| Data for the task |
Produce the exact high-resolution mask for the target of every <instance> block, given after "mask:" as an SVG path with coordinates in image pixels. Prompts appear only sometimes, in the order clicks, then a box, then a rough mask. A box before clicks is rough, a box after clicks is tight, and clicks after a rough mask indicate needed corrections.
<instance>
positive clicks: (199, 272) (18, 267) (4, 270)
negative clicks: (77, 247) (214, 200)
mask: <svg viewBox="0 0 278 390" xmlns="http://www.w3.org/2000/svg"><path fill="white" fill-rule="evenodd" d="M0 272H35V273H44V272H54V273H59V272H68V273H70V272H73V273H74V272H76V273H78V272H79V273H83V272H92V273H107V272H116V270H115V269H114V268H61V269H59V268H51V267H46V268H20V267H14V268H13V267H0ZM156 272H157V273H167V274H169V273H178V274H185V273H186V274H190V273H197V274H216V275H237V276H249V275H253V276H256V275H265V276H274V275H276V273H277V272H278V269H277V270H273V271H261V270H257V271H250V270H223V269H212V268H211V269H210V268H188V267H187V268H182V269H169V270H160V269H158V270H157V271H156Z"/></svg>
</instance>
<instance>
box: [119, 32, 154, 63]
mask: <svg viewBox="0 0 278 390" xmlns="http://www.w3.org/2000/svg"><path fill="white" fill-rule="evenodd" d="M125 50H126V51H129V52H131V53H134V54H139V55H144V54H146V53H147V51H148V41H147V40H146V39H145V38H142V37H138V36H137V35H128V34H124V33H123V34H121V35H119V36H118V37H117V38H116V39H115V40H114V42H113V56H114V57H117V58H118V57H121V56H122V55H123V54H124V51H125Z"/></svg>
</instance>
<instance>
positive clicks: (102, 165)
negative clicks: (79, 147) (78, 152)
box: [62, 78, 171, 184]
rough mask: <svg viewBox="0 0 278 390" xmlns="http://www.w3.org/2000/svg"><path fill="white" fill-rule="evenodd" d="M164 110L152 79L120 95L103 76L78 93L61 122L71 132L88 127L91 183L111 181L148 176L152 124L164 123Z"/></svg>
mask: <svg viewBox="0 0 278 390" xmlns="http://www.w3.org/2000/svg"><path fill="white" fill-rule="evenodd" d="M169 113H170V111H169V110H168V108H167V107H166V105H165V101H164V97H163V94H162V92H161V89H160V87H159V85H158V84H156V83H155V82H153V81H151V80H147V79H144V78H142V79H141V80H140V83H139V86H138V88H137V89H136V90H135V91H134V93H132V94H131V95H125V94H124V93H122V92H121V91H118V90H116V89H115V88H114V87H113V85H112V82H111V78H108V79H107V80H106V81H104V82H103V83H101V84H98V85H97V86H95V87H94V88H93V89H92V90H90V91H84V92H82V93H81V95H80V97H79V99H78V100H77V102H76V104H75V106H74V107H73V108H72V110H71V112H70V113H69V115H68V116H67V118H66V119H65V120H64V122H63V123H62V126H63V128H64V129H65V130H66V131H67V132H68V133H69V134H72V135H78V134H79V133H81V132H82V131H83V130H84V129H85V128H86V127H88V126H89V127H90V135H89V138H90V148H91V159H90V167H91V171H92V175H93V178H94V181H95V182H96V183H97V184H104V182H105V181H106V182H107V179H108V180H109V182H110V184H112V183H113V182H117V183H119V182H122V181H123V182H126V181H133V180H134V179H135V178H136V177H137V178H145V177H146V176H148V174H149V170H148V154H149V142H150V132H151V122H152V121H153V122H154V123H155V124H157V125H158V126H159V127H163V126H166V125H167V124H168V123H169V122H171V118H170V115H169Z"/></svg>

| Exercise details |
Out of the data above, transcribe exactly and only the lines starting with the line that has "positive clicks: (102, 165)" and going on through the line that has "box: [62, 78, 171, 184]", both included.

| Reply to the exercise |
positive clicks: (102, 165)
negative clicks: (79, 147) (78, 152)
box: [62, 78, 171, 184]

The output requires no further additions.